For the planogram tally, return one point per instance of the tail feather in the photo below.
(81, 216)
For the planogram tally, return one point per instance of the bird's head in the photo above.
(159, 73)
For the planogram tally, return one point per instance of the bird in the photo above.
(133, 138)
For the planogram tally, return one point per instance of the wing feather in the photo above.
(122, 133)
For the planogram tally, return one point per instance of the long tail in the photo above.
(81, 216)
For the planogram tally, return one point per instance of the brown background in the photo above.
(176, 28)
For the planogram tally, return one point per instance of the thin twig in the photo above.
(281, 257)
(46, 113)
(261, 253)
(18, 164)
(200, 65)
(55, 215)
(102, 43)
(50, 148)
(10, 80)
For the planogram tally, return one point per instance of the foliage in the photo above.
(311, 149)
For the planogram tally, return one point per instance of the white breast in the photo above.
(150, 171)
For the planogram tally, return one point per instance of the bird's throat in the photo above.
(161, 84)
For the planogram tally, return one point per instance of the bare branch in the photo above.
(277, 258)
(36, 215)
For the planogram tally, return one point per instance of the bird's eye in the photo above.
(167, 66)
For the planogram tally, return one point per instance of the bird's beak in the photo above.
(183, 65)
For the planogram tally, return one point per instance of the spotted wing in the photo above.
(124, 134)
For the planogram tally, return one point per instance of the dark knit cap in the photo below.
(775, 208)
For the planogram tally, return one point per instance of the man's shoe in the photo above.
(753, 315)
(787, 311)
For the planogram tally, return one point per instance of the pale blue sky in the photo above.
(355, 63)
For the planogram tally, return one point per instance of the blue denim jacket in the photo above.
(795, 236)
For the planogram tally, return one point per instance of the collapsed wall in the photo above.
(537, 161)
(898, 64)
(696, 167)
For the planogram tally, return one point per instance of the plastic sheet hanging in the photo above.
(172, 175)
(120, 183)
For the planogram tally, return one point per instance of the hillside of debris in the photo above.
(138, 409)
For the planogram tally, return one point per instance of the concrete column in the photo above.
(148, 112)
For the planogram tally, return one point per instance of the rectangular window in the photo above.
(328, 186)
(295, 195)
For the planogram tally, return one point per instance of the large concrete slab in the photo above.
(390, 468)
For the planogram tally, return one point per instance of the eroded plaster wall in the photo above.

GOAL OF THE EXERCISE.
Set all the data down again, exactly as it reads above.

ANSWER.
For the planogram tally, return one point per instance of the tail feather in the photo below.
(81, 216)
For the planogram tally, return one point per instance of the bird's head in the photo above.
(159, 73)
For the planogram tally, return one point per instance of the bird in the photo above.
(133, 138)
For the planogram tally, return one point per instance of the wing feather in the photo above.
(122, 133)
For the planogram tally, return one point per instance of the long tail in the photo above.
(81, 216)
For the planogram tally, return one point per instance of the brown background in the photo above.
(176, 28)
For the planogram tally, return one point per instance of the thin twig in the photo above.
(281, 257)
(46, 113)
(261, 253)
(18, 164)
(200, 65)
(55, 215)
(102, 43)
(50, 148)
(10, 80)
For the planogram tally, return one point per instance of the foliage in the photo above.
(311, 149)
For the planogram tally, return one point per instance of the white breast in the photo above.
(150, 171)
For the planogram tally, return one point per instance of the bird's throat in the photo above.
(161, 84)
For the planogram tally, return one point per instance of the bare branch in the photo above.
(277, 258)
(36, 215)
For the planogram tally, return one point per instance of the bird's eye in the photo above.
(167, 66)
For the planogram tally, return one point per instance of the bird's beak in the photo above.
(183, 65)
For the planogram tally, return one point per instance of the spotted wing in the photo above.
(124, 134)
For the planogram tally, return one point per instance of the dark knit cap in the photo below.
(775, 208)
For the planogram tally, return one point per instance of the man's shoe in the photo above.
(753, 315)
(787, 311)
For the planogram tally, return one point per instance of the pale blue sky in the photo above.
(355, 63)
For the planogram tally, return one point per instance of the blue denim jacket in the photo above.
(795, 236)
For the planogram tally, return one point per instance of the collapsed wall in the photo above.
(537, 161)
(898, 64)
(696, 167)
For the planogram tally, return one point per instance of the plastic sheet hanging in the photo above.
(172, 175)
(120, 183)
For the planogram tally, return one point per instance of the hillside of debris in the photo above.
(138, 409)
For the planogram tally, return one point per instance of the concrete column in the photo above.
(148, 112)
For the planogram tally, return one point per instance of the rectangular window in the photo above.
(328, 186)
(295, 195)
For the planogram tally, return one point per instance of the large concrete slab in the photo above.
(390, 468)
For the planogram tally, return one point per instance of the eroded plaster wall in the photo above.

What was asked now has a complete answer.